## INSTRUCTIONS TO FOLLOW
Report back every line below that carries the word "pleated".

## MATERIALS PROVIDED
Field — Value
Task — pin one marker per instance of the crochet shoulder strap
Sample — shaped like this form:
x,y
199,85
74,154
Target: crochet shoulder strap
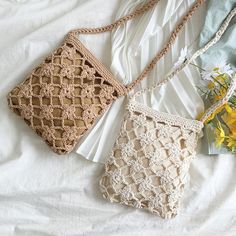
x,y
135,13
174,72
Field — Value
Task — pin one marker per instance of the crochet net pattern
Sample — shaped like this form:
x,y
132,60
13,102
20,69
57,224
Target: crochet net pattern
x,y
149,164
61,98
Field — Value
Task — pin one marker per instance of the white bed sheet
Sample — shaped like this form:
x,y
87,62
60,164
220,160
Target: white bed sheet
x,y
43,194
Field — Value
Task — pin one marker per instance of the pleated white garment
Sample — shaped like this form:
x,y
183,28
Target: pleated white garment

* * *

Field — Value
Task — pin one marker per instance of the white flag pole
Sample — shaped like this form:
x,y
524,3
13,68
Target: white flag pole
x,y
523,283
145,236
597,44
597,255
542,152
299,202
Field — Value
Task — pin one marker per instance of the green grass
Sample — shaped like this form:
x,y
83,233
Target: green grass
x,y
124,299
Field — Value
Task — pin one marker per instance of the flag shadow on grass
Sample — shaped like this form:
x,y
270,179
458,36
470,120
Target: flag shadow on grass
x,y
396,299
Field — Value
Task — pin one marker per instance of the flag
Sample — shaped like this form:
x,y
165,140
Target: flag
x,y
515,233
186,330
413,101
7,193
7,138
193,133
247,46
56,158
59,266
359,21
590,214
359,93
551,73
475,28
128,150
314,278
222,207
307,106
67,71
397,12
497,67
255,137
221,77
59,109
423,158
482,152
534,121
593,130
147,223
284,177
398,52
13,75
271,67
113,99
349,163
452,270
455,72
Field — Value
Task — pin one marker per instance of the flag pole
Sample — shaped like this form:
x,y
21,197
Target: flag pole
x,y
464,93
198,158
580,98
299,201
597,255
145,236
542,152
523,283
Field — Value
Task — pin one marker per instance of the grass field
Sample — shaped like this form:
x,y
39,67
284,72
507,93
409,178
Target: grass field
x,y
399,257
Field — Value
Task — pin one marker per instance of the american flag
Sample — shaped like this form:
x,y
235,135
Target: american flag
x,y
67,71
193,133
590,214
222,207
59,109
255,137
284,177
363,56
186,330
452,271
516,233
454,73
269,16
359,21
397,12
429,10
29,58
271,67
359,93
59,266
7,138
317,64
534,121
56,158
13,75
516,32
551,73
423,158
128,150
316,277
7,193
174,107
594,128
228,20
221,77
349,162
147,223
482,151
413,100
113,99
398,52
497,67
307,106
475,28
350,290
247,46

---

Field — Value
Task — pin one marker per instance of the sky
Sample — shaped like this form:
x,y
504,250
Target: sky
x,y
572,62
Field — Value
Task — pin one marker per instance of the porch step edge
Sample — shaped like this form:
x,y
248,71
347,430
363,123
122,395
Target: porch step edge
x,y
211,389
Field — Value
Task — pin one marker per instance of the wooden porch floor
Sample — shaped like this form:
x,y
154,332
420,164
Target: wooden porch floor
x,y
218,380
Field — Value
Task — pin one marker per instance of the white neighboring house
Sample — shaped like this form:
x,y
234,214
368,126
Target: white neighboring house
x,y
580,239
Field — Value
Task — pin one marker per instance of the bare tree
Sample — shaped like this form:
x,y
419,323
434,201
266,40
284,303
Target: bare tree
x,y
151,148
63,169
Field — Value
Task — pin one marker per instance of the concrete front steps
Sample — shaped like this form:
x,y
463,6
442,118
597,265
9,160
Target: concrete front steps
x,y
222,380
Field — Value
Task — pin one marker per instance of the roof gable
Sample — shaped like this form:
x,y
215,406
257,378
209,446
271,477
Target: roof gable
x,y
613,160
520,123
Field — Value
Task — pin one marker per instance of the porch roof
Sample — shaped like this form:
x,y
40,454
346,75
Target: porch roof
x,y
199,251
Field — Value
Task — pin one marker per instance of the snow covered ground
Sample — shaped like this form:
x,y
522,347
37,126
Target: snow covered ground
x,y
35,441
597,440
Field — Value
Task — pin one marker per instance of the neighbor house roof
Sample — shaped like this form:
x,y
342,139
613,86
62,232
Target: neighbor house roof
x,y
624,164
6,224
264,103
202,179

## RESPONSE TO THIS EXERCISE
Task — pin one marker per instance of the pleated white garment
Target: pleated white garment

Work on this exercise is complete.